■ Task list:
**A)** From the forum post on Aspose PDF text extraction, copy verbatim the part that opens with the words containing "We use Aspose" and closes with "not the values.".
**B)** Continue the forum post on Aspose PDF text extraction from the point at which it stops.

■ Selected excerpt:
----
We use Aspose pdf for .net with Text absorber, to extract text from specific regions of a pdf page. We havo problems with a customer wich produces Pdf from AS/400 using a software (Laser 400) based on Amyuni Pdf Converter. We have two categories of files with errors, in the first (Gel_Bolla_ven.pdf)Text absorber seems find no text (in some points in debug we see extracted a serie of \0 only), in the second (Gel_Ord_For.pdf) we find the fixed text (these are invoices generated from a template filled with specific values in the fields) but not the values.
----
Point annotation dataset records:
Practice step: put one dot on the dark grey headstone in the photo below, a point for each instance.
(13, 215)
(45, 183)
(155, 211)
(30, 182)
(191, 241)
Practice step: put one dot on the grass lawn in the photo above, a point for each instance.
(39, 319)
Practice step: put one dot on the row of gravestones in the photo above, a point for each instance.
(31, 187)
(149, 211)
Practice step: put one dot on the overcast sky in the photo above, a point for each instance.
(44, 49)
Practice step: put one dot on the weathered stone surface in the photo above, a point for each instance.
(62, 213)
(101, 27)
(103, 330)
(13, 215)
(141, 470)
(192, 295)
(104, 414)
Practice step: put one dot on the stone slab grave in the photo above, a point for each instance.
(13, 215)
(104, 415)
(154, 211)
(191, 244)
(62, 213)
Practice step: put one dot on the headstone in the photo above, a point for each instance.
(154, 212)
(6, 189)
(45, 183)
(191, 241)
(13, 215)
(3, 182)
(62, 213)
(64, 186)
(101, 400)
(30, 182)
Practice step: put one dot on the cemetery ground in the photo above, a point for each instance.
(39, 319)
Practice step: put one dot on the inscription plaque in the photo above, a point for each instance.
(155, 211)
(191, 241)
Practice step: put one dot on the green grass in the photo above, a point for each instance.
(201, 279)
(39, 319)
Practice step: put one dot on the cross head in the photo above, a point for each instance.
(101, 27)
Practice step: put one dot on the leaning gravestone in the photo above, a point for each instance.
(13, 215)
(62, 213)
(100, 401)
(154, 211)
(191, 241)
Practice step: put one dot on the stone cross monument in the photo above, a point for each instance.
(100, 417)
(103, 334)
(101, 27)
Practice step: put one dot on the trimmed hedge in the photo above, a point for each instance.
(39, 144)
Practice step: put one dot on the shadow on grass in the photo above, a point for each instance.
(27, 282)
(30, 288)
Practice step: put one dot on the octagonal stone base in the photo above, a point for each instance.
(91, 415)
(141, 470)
----
■ Answers:
**A)**
We use Aspose pdf for .net with Text absorber, to extract text from specific regions of a pdf page. We havo problems with a customer wich produces Pdf from AS/400 using a software (Laser 400) based on Amyuni Pdf Converter. We have two categories of files with errors, in the first (Gel_Bolla_ven.pdf)Text absorber seems find no text (in some points in debug we see extracted a serie of \0 only), in the second (Gel_Ord_For.pdf) we find the fixed text (these are invoices generated from a template filled with specific values in the fields) but not the values.

**B)**
We use absorber with a rectangle, we tried also with a rectangle which covers the whole page,
var absorber = new TextAbsorber
{
TextSearchOptions =
{
LimitToPageBounds = true,
Rectangle = new Aspose.Pdf.Rectangle(left, pdf.PageInfo.Height - top, right, pdf.PageInfo.Height - bottom)
}
};
// Accept the absorber for page (1-based)
pdf.Pages[nPage + 1].Accept(absorber);
We tried also to set the options
SearchForTextRelatedGraphics,
UseFontEngineEncoding
but with no result
Gel_Bolla_Ven.pdf (544.4 KB)
Gel_Ord_For.pdf (517.6 KB)